Excerpts from a pointing dataset
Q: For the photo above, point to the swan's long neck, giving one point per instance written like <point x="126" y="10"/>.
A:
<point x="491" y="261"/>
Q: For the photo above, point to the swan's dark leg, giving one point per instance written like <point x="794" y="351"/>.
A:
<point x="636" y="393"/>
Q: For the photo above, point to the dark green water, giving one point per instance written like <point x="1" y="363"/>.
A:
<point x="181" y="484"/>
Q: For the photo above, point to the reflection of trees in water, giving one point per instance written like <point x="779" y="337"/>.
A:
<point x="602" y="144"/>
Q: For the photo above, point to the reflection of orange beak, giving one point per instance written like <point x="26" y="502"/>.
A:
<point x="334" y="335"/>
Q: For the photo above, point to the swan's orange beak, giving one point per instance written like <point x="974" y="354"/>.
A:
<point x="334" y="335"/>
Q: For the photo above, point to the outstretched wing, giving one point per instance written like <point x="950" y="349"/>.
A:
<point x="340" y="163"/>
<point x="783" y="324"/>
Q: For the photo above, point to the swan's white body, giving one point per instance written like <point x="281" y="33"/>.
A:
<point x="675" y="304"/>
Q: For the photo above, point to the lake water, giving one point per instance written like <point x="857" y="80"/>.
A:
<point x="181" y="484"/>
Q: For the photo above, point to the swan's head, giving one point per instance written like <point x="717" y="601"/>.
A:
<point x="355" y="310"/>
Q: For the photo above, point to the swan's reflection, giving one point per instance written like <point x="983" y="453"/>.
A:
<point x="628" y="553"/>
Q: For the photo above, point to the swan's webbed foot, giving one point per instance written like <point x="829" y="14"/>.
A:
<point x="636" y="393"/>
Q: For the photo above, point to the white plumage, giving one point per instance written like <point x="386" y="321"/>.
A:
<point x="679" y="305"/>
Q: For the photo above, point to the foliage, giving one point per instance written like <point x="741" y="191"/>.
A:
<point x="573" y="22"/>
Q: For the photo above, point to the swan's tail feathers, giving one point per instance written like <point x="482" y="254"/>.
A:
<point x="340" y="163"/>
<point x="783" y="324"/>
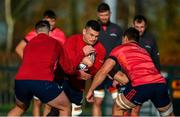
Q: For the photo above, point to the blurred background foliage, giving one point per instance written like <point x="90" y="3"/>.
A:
<point x="17" y="17"/>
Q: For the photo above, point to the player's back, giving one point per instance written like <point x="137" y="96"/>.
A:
<point x="40" y="57"/>
<point x="137" y="64"/>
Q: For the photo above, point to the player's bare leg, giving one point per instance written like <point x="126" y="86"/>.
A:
<point x="62" y="103"/>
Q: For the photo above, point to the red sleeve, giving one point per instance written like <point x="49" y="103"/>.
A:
<point x="100" y="55"/>
<point x="30" y="35"/>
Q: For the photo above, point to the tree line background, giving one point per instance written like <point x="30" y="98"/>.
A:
<point x="18" y="17"/>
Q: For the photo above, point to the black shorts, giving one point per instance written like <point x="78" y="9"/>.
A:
<point x="74" y="95"/>
<point x="157" y="93"/>
<point x="44" y="90"/>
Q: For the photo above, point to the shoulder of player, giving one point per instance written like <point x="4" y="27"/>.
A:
<point x="99" y="46"/>
<point x="115" y="25"/>
<point x="57" y="30"/>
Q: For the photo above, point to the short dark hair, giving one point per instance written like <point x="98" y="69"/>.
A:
<point x="132" y="34"/>
<point x="140" y="18"/>
<point x="42" y="24"/>
<point x="103" y="7"/>
<point x="49" y="14"/>
<point x="93" y="24"/>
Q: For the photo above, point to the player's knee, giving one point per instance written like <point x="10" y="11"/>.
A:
<point x="124" y="105"/>
<point x="166" y="111"/>
<point x="76" y="109"/>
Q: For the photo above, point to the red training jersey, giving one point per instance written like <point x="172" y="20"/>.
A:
<point x="137" y="64"/>
<point x="55" y="33"/>
<point x="74" y="47"/>
<point x="39" y="58"/>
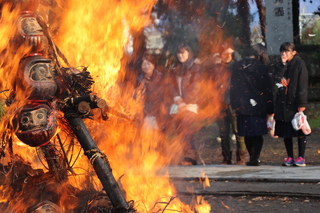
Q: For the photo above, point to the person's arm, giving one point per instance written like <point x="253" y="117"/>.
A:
<point x="302" y="90"/>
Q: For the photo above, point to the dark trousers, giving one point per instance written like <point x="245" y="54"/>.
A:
<point x="227" y="123"/>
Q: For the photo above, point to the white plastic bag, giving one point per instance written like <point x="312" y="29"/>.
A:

YOUR GOAL
Update every one of the records by replacing "giving one point per instance" with "with one point for each instance" wherever it occurs, and keep everything else the same. Leave the pictures out of your answer.

TASK SOLUTION
Q: For the photo above, point to the swan's long neck, with one point for each instance written like <point x="126" y="10"/>.
A:
<point x="491" y="261"/>
Q: For the photo above, point to the swan's dark leg, with one point for each instance written like <point x="794" y="351"/>.
A:
<point x="636" y="393"/>
Q: For the photo above, point to the dark green water, with one point for each instance written like <point x="1" y="363"/>.
A:
<point x="181" y="484"/>
Q: For the photo above, point to the reflection of trees in water, with one point for each instance written like <point x="779" y="337"/>.
A:
<point x="602" y="144"/>
Q: For the photo above, point to the reflection of orange beak, with one point for each instance written like <point x="26" y="502"/>.
A:
<point x="334" y="335"/>
Q: For the photo above, point to the swan's orange beak, with one point for each instance written like <point x="974" y="354"/>.
A:
<point x="334" y="335"/>
Q: For the photo above, point to the outstretched wing, with one point for each instance written like <point x="950" y="349"/>.
A:
<point x="340" y="163"/>
<point x="783" y="324"/>
Q: For the photo above, point to the swan's white body, with one point for each instance written like <point x="281" y="33"/>.
A:
<point x="675" y="304"/>
Q: For the photo above, point to the lake water, with one point for each instance written like <point x="857" y="80"/>.
A:
<point x="181" y="484"/>
Q: For the photo above, point to the swan's head, with one point for each instance written like <point x="717" y="601"/>.
A:
<point x="355" y="310"/>
Q: For the photo above, point to the swan's reflection, with one point for each instance written like <point x="983" y="453"/>.
A:
<point x="628" y="553"/>
Q: For the photo above, point to the swan's webbed foot, with one point for each instance written like <point x="829" y="14"/>.
A:
<point x="636" y="393"/>
Q: For the photo above, point to the white plumage, with one point for each instance written like <point x="386" y="321"/>.
A:
<point x="679" y="305"/>
Q: For the photo above, point to the foliage, with one point for each instance written like <point x="741" y="191"/>.
A:
<point x="573" y="22"/>
Q: For the photo above, point to the swan's tail feathers, with one point for each instance written like <point x="482" y="254"/>.
A:
<point x="340" y="163"/>
<point x="783" y="324"/>
Q: For the photo above, point to the blurred background foliage, with one point for each instance written like <point x="90" y="3"/>.
A:
<point x="17" y="17"/>
Q: For the photo above, point to the player's back, with one point for each instance written like <point x="137" y="96"/>.
A:
<point x="40" y="57"/>
<point x="137" y="64"/>
Q: For the photo above, point to the player's bare leg, with one point for each instance written like <point x="126" y="86"/>.
A:
<point x="62" y="103"/>
Q: For the photo above, point to the red sleeve, with one point for each instance written like <point x="49" y="103"/>.
A:
<point x="100" y="55"/>
<point x="30" y="35"/>
Q: For the photo above, point to the tree line background, with one point for each instance written like <point x="30" y="98"/>.
A:
<point x="18" y="17"/>
Q: For the photo above, point to the black shorts, with one point for each instance written like <point x="78" y="9"/>.
A:
<point x="74" y="95"/>
<point x="157" y="93"/>
<point x="44" y="90"/>
Q: For the photo above, point to the shoulder of player, with one point for each instance written like <point x="4" y="27"/>.
A:
<point x="99" y="46"/>
<point x="115" y="25"/>
<point x="57" y="30"/>
Q: For the photo above, point to the short dark hair, with one point for each instance written like <point x="98" y="69"/>.
A:
<point x="132" y="34"/>
<point x="140" y="18"/>
<point x="42" y="24"/>
<point x="103" y="7"/>
<point x="49" y="14"/>
<point x="93" y="24"/>
Q: For the photo above, point to the player's knee, with one point for each instance written like <point x="10" y="11"/>.
A:
<point x="124" y="105"/>
<point x="166" y="111"/>
<point x="76" y="109"/>
Q: For the photo above, point to the red training jersey, with one point for each instance written like <point x="172" y="20"/>.
A:
<point x="137" y="64"/>
<point x="55" y="33"/>
<point x="74" y="47"/>
<point x="39" y="58"/>
Q: For the photo above, point to the person's arm, with one point for each instance written like <point x="253" y="117"/>.
A:
<point x="302" y="90"/>
Q: For the photo above, point to the dark trousers, with one point for each instance written like <point x="245" y="54"/>.
A:
<point x="227" y="123"/>
Q: For the photo above, point to the white plastic bag, with one point for each instance written like <point x="312" y="29"/>.
A:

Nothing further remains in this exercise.